▸ **文档段落**:
::::

高效蒸馏至混合xLSTM架构

摘要

当前已有大量研究尝试将基于二次注意力的预训练大语言模型（LLM）蒸馏为次二次线性化架构。然而尽管研究广泛，此类蒸馏模型在各类下游任务中仍难以达到教师LLM的性能水平。我们设定了无损蒸馏的目标，并通过师生模型在任务集上的容差校正胜平率来定义该目标。为此，我们针对基于xLSTM的学生模型提出了一套高效蒸馏流程，创新性地引入了专家合并阶段——将独立线性化的专家模型整合为单一模型。通过蒸馏Llama、Qwen和Olmo系列的基础模型与指令微调模型，我们验证了该流程的有效性。实验表明，基于xLSTM的学生模型在多数场景下能复现教师模型绝大部分性能，甚至在某些下游任务实现反超。我们的研究成果为取代基于Transformer的LLM提供了更节能、更经济的重要路径。

English

There have been numerous attempts to distill quadratic attention-based large language models (LLMs) into sub-quadratic linearized architectures. However, despite extensive research, such distilled models often fail to match the performance of their teacher LLMs on various downstream tasks. We set out the goal of lossless distillation, which we define in terms of tolerance-corrected Win-and-Tie rates between student and teacher on sets of tasks. To this end, we introduce an effective distillation pipeline for xLSTM-based students. We propose an additional merging stage, where individually linearized experts are combined into a single model. We show the effectiveness of this pipeline by distilling base and instruction-tuned models from the Llama, Qwen, and Olmo families. In many settings, our xLSTM-based students recover most of the teacher's performance, and even exceed it on some downstream tasks. Our contributions are an important step towards more energy-efficient and cost-effective replacements for transformer-based LLMs.

::::

▸ **输入数据**:
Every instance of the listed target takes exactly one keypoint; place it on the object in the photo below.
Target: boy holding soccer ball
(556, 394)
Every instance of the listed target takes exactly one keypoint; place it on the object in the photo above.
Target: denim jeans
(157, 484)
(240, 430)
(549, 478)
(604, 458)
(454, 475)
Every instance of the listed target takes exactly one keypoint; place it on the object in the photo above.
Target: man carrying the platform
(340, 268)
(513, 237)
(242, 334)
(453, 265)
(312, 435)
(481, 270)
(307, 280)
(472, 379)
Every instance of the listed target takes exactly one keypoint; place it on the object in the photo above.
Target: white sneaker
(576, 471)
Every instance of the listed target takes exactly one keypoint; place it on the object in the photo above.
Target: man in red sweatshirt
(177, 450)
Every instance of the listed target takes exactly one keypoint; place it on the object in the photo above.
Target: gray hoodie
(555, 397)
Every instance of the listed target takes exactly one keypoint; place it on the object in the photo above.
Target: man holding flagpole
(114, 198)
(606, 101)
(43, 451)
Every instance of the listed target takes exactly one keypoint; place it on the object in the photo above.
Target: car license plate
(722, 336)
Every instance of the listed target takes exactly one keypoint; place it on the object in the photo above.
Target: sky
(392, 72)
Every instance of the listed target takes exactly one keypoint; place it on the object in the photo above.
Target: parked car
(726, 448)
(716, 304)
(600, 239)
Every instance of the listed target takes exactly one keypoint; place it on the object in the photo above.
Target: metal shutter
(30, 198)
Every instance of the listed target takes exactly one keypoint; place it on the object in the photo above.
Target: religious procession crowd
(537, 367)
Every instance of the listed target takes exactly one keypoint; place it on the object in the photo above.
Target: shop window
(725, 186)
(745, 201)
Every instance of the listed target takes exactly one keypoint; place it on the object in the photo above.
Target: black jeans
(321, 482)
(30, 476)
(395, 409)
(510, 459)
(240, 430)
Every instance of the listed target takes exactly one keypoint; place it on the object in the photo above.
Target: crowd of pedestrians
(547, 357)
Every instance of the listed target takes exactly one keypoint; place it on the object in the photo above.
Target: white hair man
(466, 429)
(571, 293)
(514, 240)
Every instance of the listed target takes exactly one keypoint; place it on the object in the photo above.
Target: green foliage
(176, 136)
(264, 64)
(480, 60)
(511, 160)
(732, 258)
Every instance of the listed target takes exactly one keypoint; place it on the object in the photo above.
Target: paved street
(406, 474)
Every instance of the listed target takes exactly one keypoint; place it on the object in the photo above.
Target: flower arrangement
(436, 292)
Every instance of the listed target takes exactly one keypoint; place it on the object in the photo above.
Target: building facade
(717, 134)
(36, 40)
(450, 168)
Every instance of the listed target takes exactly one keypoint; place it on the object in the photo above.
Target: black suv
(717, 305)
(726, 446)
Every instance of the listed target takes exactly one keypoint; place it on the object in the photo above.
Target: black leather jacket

::::

按这段摘要的说法，研究者蒸馏了哪几个系列的模型？ 这些记录是单独的材料，跟上面的摘要没有关系。

Llama、Qwen 和 Olmo 系列的基础模型与指令微调模型。